* [ENUNCIADO A]
Nos registros, reescreva o trecho que vai da linha que contém "Locate the hand" até o fim dos registros. Substitua "Locate" por "Find" e mantenha todo o resto inalterado.

* [TRECHO SELECIONADO]
···

MATÉRIA PUBLICADA ORIGINALMENTE EM DEZEMBRO DE 2012 POR ADEMIR JR., COM ATUALIZAÇAO NO PRIMEIRO PARÁGRAFO
Durante muitos anos, o músico e cantor Celso Oliveira Said, de 64 anos, foi uma espécie de carro-chefe dos finais de semana na Lanchonete Gurilândia, na Praça Américo Machado. Era detentor de público fiel, gente na faixa dos vinte e poucos anos até beirando a órbita dos 80, que não trocava por nada uma noitada com Celso ao violão, cantando os maiores clássicos da MPB. Depois de uns anos ausente do cenário musical, ele estará de volta à Gurilândia no próximo final de semana, sexta e sábado (26 e 27/10).
Voz poderosa, repertório de primeira qualidade, Celso destila o melhor de gente como Caetano Veloso, Chico Buarque, Paulinho da Viola, Gilberto Gil, João Nogueira e Roberto Carlos, mas não nega seu lado boêmio, com Altemar Dutra, Nelson Gonçalves e tantos outros nomes da nossa música.
TUDO COMEÇA NA INFÂNCIA
foto-arquivo de 2012 |
Quando a Bossa Nova estourou, no final da década de 50, ele ainda era um menino. O convívio com a musica começou ainda na infância, com o pai. Nasceu em Alcobaça/BA, mas passou boa parte da infância em Teófilo Otoni/MG.

···

Exemplos de detecção:

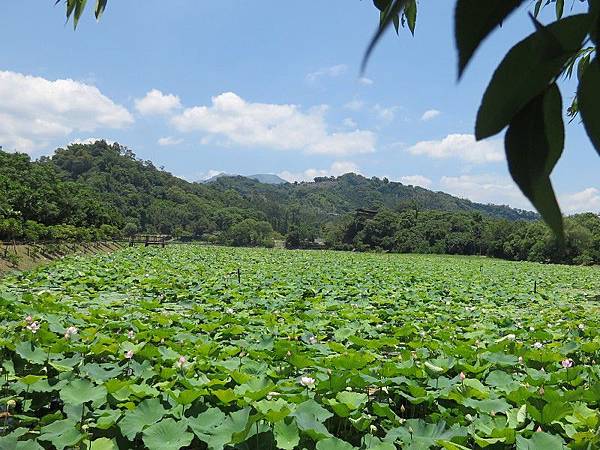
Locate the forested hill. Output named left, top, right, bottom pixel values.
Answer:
left=0, top=141, right=537, bottom=236
left=0, top=141, right=600, bottom=264
left=213, top=173, right=539, bottom=220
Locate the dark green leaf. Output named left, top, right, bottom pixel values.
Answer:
left=361, top=0, right=409, bottom=72
left=533, top=0, right=543, bottom=17
left=475, top=14, right=589, bottom=140
left=505, top=84, right=565, bottom=237
left=95, top=0, right=108, bottom=19
left=454, top=0, right=523, bottom=77
left=73, top=0, right=87, bottom=28
left=577, top=59, right=600, bottom=154
left=556, top=0, right=565, bottom=19
left=404, top=0, right=417, bottom=36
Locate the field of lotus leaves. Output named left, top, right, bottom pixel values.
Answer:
left=0, top=246, right=600, bottom=450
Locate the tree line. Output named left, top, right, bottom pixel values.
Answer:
left=314, top=209, right=600, bottom=264
left=0, top=141, right=600, bottom=264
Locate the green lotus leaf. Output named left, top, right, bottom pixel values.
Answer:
left=60, top=379, right=107, bottom=407
left=142, top=419, right=194, bottom=450
left=119, top=398, right=167, bottom=441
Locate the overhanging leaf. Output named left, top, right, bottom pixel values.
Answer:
left=454, top=0, right=523, bottom=77
left=95, top=0, right=108, bottom=19
left=475, top=14, right=589, bottom=140
left=577, top=59, right=600, bottom=154
left=361, top=0, right=410, bottom=72
left=505, top=84, right=565, bottom=237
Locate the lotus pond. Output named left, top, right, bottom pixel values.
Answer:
left=0, top=246, right=600, bottom=450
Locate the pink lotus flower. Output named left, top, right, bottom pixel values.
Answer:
left=560, top=358, right=573, bottom=369
left=65, top=327, right=79, bottom=339
left=300, top=377, right=316, bottom=388
left=27, top=322, right=40, bottom=334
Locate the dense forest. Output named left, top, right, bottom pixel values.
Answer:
left=0, top=141, right=600, bottom=264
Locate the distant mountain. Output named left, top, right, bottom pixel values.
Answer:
left=202, top=172, right=287, bottom=185
left=246, top=173, right=287, bottom=184
left=212, top=173, right=539, bottom=225
left=201, top=172, right=230, bottom=183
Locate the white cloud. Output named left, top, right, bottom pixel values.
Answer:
left=0, top=71, right=133, bottom=152
left=421, top=109, right=442, bottom=122
left=343, top=117, right=358, bottom=128
left=278, top=161, right=360, bottom=183
left=69, top=138, right=117, bottom=145
left=135, top=89, right=181, bottom=116
left=558, top=187, right=600, bottom=214
left=306, top=64, right=348, bottom=83
left=408, top=134, right=504, bottom=164
left=400, top=175, right=433, bottom=189
left=158, top=136, right=183, bottom=147
left=440, top=174, right=533, bottom=209
left=344, top=99, right=365, bottom=111
left=172, top=92, right=377, bottom=155
left=373, top=104, right=398, bottom=123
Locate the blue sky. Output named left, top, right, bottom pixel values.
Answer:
left=0, top=0, right=600, bottom=212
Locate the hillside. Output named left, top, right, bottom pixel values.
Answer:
left=0, top=141, right=537, bottom=236
left=0, top=141, right=600, bottom=263
left=201, top=172, right=287, bottom=184
left=209, top=173, right=539, bottom=220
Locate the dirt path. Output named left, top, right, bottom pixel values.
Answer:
left=0, top=242, right=125, bottom=276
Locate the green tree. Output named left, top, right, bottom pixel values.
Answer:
left=56, top=0, right=600, bottom=239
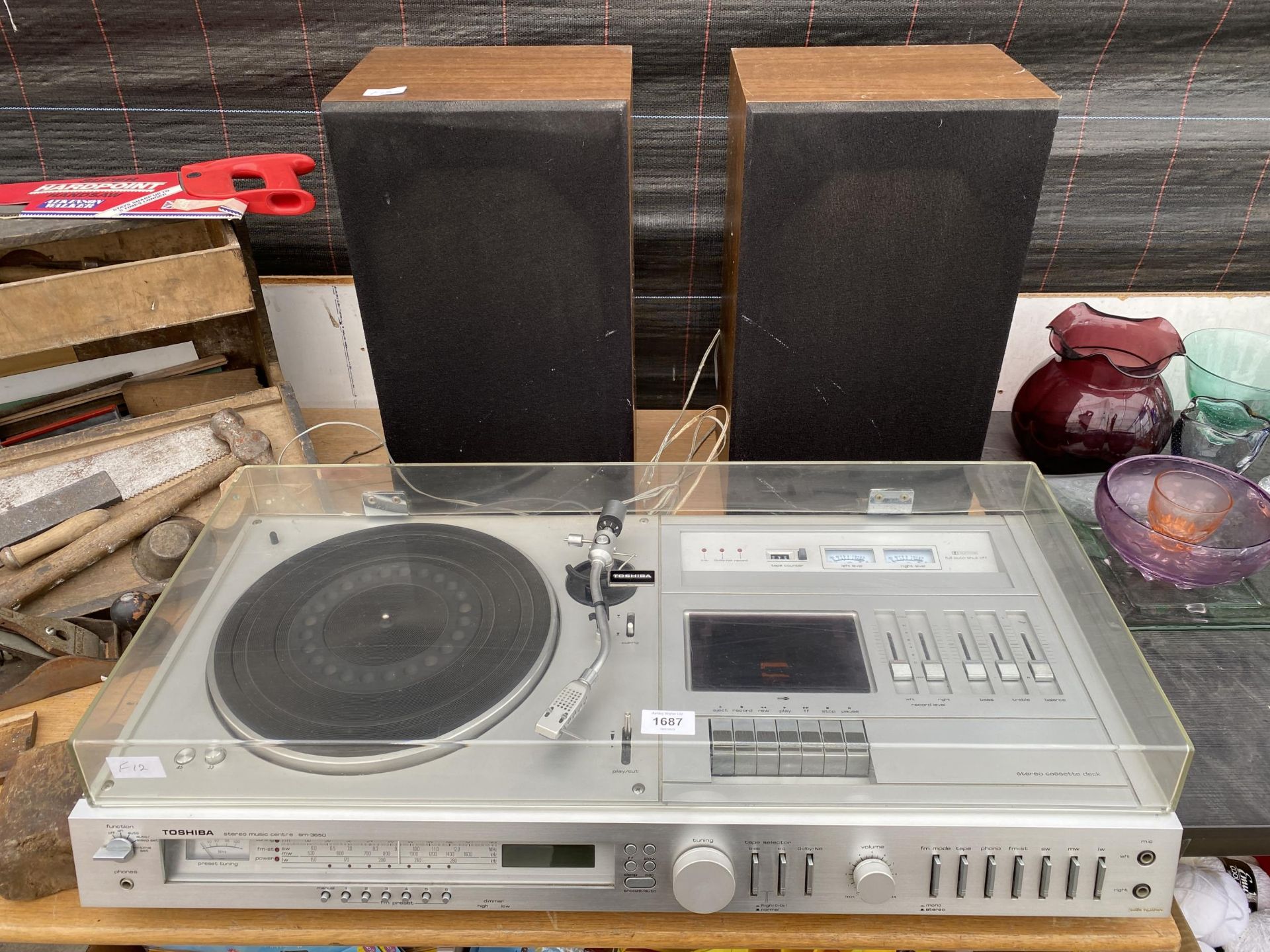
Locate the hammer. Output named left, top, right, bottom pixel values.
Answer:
left=0, top=410, right=273, bottom=608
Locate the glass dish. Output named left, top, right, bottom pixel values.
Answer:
left=1183, top=327, right=1270, bottom=418
left=1147, top=469, right=1234, bottom=542
left=1093, top=456, right=1270, bottom=588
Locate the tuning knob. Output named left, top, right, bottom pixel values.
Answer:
left=671, top=847, right=737, bottom=912
left=851, top=857, right=896, bottom=905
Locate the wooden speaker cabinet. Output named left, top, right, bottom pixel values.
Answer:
left=720, top=46, right=1058, bottom=461
left=323, top=46, right=634, bottom=462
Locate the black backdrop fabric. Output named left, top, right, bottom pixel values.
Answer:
left=0, top=0, right=1270, bottom=406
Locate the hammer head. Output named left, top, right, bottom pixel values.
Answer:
left=210, top=410, right=273, bottom=466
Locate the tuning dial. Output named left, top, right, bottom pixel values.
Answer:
left=851, top=858, right=896, bottom=905
left=671, top=847, right=737, bottom=912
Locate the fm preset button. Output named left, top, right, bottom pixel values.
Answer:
left=851, top=857, right=896, bottom=905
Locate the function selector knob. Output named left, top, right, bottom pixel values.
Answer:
left=93, top=836, right=136, bottom=863
left=671, top=847, right=737, bottom=912
left=851, top=858, right=896, bottom=905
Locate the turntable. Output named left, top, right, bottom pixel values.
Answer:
left=71, top=463, right=1190, bottom=916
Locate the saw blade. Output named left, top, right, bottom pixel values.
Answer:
left=0, top=424, right=229, bottom=509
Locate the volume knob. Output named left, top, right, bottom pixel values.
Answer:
left=671, top=847, right=737, bottom=912
left=851, top=857, right=896, bottom=905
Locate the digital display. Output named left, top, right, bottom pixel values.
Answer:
left=882, top=548, right=935, bottom=565
left=503, top=843, right=595, bottom=869
left=687, top=612, right=868, bottom=694
left=824, top=548, right=878, bottom=565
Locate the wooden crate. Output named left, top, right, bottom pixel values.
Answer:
left=0, top=383, right=316, bottom=617
left=0, top=218, right=283, bottom=385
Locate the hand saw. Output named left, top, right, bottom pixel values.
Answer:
left=0, top=152, right=314, bottom=218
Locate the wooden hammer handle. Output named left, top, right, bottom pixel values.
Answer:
left=0, top=453, right=243, bottom=608
left=0, top=509, right=110, bottom=569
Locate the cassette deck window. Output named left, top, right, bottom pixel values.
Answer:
left=687, top=612, right=868, bottom=694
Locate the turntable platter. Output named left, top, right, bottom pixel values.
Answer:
left=208, top=523, right=556, bottom=772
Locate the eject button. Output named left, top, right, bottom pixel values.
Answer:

···

* [ENUNCIADO B]
Resuma em duas frases a matéria sobre Celso Oliveira Said.

* [RESPOSTA CORRETA A]
Find the hand saw. Output named left, top, right, bottom pixel values.
Answer:
left=0, top=152, right=314, bottom=218
Find the wooden hammer handle. Output named left, top, right, bottom pixel values.
Answer:
left=0, top=453, right=243, bottom=608
left=0, top=509, right=110, bottom=569
Find the cassette deck window. Output named left, top, right, bottom pixel values.
Answer:
left=687, top=612, right=868, bottom=694
Find the turntable platter. Output named left, top, right, bottom pixel values.
Answer:
left=208, top=523, right=556, bottom=772
Find the eject button. Output named left, top, right, bottom pixel values.
Answer:

* [RESPOSTA CORRETA B]
O músico e cantor Celso Oliveira Said, de 64 anos, por muitos anos atraiu um público fiel aos finais de semana na Lanchonete Gurilândia, cantando ao violão clássicos da MPB. Depois de uns anos ausente do cenário musical, ele volta ao local na sexta e no sábado (26 e 27/10), com um repertório que vai de Caetano Veloso e Chico Buarque a nomes boêmios como Altemar Dutra e Nelson Gonçalves; nascido em Alcobaça/BA, passou boa parte da infância em Teófilo Otoni/MG e começou a conviver com a música ainda menino, com o pai.